Data items:
★ ★ ★ ★ ★ ★ ★

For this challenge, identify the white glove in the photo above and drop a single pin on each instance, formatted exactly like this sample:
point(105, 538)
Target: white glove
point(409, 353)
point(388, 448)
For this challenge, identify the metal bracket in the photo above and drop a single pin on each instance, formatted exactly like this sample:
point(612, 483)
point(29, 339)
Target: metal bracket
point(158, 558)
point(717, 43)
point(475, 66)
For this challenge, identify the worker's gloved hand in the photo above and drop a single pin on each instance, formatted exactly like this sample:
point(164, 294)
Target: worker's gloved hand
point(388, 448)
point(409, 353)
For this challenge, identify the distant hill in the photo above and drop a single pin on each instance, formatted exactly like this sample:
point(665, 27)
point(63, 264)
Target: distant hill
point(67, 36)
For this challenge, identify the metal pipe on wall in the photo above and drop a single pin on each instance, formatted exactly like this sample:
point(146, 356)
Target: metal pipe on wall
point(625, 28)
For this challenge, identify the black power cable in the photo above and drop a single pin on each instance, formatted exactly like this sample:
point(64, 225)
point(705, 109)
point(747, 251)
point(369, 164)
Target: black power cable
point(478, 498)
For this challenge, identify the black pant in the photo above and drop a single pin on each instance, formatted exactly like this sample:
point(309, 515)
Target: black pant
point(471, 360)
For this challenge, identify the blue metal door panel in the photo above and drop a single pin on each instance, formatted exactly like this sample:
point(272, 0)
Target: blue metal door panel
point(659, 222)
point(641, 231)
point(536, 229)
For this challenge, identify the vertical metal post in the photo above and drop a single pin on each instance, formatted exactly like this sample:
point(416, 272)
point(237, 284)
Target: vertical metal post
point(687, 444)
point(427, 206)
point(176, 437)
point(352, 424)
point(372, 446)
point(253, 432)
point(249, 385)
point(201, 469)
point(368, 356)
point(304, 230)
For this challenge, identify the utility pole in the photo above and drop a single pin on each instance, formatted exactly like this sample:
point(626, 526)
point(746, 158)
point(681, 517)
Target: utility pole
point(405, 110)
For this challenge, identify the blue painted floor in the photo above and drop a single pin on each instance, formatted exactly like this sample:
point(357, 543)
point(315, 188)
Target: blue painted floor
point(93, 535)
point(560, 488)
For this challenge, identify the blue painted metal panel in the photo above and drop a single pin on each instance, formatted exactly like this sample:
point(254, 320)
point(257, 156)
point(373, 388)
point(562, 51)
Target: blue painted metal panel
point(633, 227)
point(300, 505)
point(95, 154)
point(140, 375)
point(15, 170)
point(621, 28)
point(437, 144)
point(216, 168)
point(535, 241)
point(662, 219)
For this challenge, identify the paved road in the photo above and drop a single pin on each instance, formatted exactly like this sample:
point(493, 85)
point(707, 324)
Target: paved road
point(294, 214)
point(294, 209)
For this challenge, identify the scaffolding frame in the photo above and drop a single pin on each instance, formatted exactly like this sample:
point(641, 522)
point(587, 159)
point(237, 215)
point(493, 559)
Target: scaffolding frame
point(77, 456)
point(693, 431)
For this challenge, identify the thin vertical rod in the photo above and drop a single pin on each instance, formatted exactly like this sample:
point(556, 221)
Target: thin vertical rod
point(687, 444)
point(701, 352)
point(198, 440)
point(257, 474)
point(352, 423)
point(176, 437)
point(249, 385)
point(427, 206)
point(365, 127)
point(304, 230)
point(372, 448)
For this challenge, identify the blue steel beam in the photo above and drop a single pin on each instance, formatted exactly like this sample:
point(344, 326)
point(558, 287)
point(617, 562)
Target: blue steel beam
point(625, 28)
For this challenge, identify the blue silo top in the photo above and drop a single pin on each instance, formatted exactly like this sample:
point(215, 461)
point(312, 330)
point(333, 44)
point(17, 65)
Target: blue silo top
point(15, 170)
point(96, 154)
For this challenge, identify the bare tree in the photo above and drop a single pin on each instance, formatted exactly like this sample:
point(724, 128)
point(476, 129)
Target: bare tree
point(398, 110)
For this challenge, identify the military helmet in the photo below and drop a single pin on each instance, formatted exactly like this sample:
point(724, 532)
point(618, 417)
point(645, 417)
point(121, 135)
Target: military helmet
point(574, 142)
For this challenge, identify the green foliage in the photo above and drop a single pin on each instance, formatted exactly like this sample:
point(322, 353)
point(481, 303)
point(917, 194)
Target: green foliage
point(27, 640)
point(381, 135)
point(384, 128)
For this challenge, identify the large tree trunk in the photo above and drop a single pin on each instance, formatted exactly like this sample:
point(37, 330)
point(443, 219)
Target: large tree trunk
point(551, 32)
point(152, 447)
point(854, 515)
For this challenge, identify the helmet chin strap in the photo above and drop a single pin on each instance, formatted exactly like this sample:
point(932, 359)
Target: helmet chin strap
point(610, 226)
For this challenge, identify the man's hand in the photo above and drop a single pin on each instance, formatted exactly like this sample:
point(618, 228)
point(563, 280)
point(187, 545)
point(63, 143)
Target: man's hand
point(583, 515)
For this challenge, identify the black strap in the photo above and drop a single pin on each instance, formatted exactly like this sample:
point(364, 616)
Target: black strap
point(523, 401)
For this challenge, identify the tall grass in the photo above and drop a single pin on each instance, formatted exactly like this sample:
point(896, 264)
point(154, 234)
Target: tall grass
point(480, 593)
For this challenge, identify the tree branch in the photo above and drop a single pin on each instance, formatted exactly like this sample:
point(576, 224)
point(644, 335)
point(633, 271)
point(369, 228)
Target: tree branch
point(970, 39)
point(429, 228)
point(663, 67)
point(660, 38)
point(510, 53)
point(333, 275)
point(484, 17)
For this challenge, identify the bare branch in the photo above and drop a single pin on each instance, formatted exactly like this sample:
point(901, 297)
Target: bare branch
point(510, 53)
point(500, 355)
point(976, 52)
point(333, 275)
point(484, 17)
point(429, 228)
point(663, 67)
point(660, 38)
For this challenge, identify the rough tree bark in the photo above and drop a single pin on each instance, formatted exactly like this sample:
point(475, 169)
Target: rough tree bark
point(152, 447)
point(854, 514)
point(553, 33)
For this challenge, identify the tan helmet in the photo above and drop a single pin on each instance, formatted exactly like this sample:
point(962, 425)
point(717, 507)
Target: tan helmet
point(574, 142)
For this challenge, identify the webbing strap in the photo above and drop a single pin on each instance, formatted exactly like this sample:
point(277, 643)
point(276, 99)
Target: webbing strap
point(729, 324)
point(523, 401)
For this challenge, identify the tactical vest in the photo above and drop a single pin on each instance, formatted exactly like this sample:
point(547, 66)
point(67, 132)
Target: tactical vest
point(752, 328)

★ ★ ★ ★ ★ ★ ★

> **PROBLEM STATEMENT**: The required output is the stretch of entries above from the line containing "point(493, 559)" through the line containing "point(443, 219)", reproduced exactly.

> **TASK OUTPUT**:
point(493, 559)
Target: scaffolding frame
point(77, 456)
point(693, 431)
For this challenge, identify the thin vertical rod in the photo above and drop a single pin on each instance, formatted exactly like this sample:
point(556, 221)
Target: thin vertical rod
point(687, 444)
point(701, 352)
point(198, 440)
point(257, 474)
point(352, 423)
point(176, 437)
point(249, 385)
point(427, 206)
point(365, 127)
point(304, 230)
point(372, 448)
For this challenge, identify the blue steel beam in the photo above and drop a single pin on each instance, formatted exactly like this sample:
point(344, 326)
point(558, 287)
point(617, 562)
Target: blue steel beam
point(625, 28)
For this challenge, identify the blue silo top in the photo above and drop a single pin on each instance, formatted exactly like this sample:
point(215, 461)
point(312, 330)
point(333, 44)
point(17, 65)
Target: blue silo top
point(15, 170)
point(96, 154)
For this challenge, identify the bare tree in the photo above and drop a single pin on each instance, formatted exactly like this sample:
point(724, 128)
point(476, 129)
Target: bare tree
point(398, 110)
For this challenge, identify the military helmet in the photo below and drop a single pin on each instance, formatted exactly like this sample:
point(724, 532)
point(618, 417)
point(645, 417)
point(121, 135)
Target: military helmet
point(574, 142)
For this challenge, identify the green foliage in the photo above and drop a single pin on each instance, formatted exactly like this sample:
point(322, 353)
point(481, 303)
point(917, 194)
Target: green foliage
point(27, 640)
point(381, 135)
point(384, 128)
For this challenge, identify the large tree trunk in the photo above and drop a single pin on each instance, formatted exactly like this sample:
point(37, 330)
point(443, 219)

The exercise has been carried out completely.